Exercise prompt
Where does the word "building" appear in the data? Copy every line that holds it.

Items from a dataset
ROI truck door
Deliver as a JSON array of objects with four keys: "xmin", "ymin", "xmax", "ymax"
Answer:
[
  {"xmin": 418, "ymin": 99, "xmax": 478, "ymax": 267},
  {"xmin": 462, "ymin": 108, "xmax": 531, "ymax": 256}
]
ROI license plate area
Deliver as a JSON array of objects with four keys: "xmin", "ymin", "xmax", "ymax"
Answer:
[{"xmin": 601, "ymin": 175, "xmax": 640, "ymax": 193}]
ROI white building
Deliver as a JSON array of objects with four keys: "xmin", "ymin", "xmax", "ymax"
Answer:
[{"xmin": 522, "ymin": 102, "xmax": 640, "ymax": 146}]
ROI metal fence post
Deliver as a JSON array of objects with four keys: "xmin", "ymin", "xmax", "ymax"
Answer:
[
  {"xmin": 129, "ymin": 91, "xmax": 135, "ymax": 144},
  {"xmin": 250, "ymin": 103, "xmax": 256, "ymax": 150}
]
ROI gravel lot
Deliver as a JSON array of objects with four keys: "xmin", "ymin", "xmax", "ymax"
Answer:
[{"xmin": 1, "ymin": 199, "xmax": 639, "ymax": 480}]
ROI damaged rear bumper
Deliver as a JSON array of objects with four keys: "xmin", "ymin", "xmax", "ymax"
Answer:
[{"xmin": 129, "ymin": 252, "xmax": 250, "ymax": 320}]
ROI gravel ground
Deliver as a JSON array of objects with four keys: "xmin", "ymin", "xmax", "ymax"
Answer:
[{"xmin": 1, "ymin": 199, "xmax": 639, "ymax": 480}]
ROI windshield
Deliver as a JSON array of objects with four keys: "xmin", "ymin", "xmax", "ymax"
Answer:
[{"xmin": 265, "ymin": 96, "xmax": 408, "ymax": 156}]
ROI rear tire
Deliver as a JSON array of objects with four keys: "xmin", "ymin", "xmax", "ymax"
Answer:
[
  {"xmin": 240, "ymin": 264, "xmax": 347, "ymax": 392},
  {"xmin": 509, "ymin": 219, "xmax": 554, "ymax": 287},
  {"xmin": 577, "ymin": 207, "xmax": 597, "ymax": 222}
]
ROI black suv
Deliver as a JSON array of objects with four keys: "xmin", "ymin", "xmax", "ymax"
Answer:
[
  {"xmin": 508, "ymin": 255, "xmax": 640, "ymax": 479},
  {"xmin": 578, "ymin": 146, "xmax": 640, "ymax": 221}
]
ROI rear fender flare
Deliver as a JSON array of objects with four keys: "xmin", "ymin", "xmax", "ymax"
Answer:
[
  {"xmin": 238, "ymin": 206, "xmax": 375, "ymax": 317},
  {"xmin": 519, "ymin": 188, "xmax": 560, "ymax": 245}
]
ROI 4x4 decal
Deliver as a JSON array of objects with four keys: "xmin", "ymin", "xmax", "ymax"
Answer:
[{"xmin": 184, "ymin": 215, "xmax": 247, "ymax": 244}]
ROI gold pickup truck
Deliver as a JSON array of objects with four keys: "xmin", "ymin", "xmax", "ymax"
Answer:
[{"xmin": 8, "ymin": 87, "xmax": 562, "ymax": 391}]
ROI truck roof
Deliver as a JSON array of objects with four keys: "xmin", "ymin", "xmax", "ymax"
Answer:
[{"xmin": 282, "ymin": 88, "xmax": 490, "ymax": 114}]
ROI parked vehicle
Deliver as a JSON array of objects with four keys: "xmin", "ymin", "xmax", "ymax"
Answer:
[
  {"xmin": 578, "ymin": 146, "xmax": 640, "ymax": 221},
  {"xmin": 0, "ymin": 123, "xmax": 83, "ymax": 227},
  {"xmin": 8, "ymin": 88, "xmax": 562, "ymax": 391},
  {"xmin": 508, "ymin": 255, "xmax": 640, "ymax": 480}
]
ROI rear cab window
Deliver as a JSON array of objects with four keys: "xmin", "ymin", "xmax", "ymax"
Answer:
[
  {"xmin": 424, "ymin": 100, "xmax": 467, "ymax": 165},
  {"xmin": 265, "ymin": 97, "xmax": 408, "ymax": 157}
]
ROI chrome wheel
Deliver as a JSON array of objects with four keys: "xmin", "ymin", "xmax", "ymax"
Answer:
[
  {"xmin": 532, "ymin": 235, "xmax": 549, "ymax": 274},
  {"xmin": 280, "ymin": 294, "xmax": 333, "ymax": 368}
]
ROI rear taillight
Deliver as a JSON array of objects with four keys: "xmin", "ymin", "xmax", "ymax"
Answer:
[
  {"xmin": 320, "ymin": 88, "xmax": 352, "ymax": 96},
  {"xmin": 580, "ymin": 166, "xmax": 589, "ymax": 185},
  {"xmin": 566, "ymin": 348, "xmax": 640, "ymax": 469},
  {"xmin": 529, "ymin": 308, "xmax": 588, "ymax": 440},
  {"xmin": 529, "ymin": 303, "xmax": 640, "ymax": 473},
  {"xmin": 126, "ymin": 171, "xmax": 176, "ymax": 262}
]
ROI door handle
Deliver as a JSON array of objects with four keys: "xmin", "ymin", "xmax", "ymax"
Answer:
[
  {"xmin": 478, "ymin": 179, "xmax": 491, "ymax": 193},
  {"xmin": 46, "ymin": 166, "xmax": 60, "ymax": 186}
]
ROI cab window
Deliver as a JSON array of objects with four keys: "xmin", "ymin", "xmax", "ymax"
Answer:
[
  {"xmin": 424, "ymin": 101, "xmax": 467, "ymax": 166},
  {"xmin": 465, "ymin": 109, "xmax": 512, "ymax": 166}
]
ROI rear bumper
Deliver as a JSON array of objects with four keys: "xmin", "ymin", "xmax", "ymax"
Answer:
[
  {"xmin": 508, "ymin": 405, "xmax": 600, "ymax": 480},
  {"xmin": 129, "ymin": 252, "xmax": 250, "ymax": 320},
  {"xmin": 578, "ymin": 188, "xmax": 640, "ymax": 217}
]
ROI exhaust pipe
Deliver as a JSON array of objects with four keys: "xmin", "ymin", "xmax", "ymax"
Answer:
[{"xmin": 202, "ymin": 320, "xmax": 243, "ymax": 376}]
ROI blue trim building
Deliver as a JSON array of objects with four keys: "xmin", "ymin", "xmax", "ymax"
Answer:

Answer
ROI white building
ROI blue trim building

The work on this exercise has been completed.